• **To be done**: Rescale the records from their start through the line containing "[659,492,856,523]", inclusive, and return only those lines, requests included. Multiply each bounding-box coordinate in the answers by 2.4 and round to a whole number, with halves rounding up.

• **Given information**:
==============================

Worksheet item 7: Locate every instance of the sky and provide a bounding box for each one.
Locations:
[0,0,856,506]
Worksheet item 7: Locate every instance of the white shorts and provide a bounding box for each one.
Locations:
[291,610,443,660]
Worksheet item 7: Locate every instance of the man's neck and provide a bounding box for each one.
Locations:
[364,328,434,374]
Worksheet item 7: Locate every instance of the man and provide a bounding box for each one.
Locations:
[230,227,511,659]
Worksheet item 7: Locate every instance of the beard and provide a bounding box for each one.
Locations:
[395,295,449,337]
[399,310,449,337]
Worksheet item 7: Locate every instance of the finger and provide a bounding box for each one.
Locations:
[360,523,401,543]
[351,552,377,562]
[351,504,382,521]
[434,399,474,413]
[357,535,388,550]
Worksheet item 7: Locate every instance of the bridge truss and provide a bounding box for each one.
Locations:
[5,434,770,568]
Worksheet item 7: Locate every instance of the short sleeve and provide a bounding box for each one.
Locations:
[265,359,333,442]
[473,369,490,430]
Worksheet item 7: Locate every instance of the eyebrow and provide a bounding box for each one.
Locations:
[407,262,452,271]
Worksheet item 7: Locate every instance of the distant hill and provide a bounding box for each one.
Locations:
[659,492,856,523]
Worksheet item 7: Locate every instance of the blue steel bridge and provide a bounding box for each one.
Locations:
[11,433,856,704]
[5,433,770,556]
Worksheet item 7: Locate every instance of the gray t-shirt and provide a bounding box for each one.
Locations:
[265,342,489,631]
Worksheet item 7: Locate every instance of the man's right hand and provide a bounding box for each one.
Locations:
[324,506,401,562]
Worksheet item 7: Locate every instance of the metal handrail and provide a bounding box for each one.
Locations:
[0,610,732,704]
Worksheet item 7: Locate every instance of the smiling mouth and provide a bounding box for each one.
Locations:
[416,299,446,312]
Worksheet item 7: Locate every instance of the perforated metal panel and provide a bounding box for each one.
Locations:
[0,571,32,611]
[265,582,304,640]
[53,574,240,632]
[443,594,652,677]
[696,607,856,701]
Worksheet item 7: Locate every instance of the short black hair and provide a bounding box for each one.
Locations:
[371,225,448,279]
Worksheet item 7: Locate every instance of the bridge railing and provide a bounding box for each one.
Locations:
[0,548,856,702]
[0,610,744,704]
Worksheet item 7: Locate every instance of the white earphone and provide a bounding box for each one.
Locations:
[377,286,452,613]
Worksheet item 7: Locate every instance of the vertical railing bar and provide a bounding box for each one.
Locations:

==============================

• **Exercise solution**:
Worksheet item 7: Locate every instance of the sky and provide a bounding box for each one.
Locations:
[0,0,2054,1214]
Worksheet item 7: Locate every instance of the white shorts and provide a bounding box for each one.
Locations:
[698,1464,1063,1584]
Worksheet item 7: Locate every instance of the man's neck and provide a bounding box for each one.
Locations:
[874,787,1042,898]
Worksheet item 7: Locate every instance of the man and provide a bounding box for each one.
Locations:
[552,545,1226,1582]
Worksheet item 7: Locate every instance of the beard and provide a bounding box for each one.
Locations:
[948,708,1078,809]
[958,744,1078,809]
Worksheet item 7: Locate every instance of the finger and provide a bounding box for each one.
Locations:
[864,1255,962,1303]
[842,1325,905,1349]
[842,1210,917,1250]
[1042,958,1138,991]
[857,1284,931,1320]
Worksheet item 7: Locate every instance of the bridge truss and provide a bounding box for each one.
Locations:
[12,1042,1848,1363]
Worksheet item 7: Locate every instance of the short sleeve and provide a bounding box for each one.
Locations:
[636,862,799,1061]
[1135,886,1176,1032]
Worksheet item 7: Locate every instance of the eyebrow and provide a bounding box for each one.
Locations:
[977,629,1085,650]
Worksheet item 7: Locate every instance of the distant hill and provide a bounding box for each one.
Locations:
[1582,1181,2054,1255]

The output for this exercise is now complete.